Please say whether each statement agrees with the text on covariates in linkage analysis, answering yes or no and quoting the words from it that decide the matter. 1. Most genes show significant differences in expression by sex. 2. Adding generation to age in the linkage analysis changed few linkage results. 3. Age data were missing for all individuals in one family.

Text block:
* * *

Distribution of LOD scores when covariates are included in linkage analysis. Sex (A) or age (B) were included as covariates and are plotted on vertical axis, compared to no covariates on the horizontal axis. C, On the vertical axis age and generation were included as covariates, compared to age as a covariate on the horizontal axis. The solid line indicates symmetry, the dashed lines are at ±3 LOD scores from symmetry.

Table 2 Marked changes in linkage when sex was included as a covariate
Table 3 Marked changes in linkage when age was included as a covariate

Discussion

We found that the majority of genes show significant differences in expression by age, while only a subset show significant sex differences. There were more linkage signals that were no longer significant when sex or age were included as covariates than appeared as a consequence of inclusion of these covariates. When generation was also included in the linkage analysis with age, few linkage results changed. Limitations of our analysis include the fact that age data were missing for all individuals in one family and for three individuals in other families.

In addition, we took a blanket approach to all traits because performing detailed diagnostics for numerous traits is not straightforward. To investigate the potential risks of this approach, we examined the trait distributions for the linkage results that changed dramatically when either sex or age was included as covariate (Tables 2 and 3). As expected, many of the traits that had marked sex effects on linkage results were bimodally distributed, which may result in false-positive linkage results [7]. Interestingly, when we repeated linkage analyses for loci where age and sex had marked effects using the variance-components methodology (as opposed to MERLIN-REGRESS), there was little difference between inclusion and exclusion of the covariate, raising concern about the validity of the regression results.

* * *

Record extracts:

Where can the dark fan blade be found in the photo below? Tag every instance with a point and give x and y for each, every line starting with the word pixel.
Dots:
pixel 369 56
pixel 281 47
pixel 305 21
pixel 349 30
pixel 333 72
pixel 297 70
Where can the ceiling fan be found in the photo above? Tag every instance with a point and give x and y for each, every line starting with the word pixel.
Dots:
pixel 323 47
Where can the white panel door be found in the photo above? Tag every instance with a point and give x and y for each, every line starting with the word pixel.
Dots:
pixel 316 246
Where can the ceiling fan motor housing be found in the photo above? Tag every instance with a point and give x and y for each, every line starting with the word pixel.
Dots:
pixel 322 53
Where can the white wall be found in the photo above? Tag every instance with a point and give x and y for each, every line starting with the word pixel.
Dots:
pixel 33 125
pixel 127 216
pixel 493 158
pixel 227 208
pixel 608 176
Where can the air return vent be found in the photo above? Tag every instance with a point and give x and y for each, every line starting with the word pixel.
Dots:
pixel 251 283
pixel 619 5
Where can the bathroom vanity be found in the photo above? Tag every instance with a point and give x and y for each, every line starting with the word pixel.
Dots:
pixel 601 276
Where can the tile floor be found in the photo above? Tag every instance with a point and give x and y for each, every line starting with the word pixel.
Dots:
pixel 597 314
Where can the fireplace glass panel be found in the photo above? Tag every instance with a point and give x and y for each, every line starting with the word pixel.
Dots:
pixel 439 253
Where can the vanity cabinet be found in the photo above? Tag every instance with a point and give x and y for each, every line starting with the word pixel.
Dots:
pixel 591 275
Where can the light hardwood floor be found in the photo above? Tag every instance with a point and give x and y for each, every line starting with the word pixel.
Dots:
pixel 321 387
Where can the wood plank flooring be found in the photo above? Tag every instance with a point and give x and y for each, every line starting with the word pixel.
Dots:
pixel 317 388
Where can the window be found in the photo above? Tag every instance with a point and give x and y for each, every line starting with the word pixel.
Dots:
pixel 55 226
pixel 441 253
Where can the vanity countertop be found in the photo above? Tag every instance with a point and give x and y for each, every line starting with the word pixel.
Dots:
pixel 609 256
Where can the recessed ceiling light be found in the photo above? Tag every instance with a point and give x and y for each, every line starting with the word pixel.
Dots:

* * *

Task response:
1. No: "only a subset show significant sex differences"
2. Yes: "When generation was also included in the linkage analysis with age, few linkage results changed."
3. Yes: "age data were missing for all individuals in one family"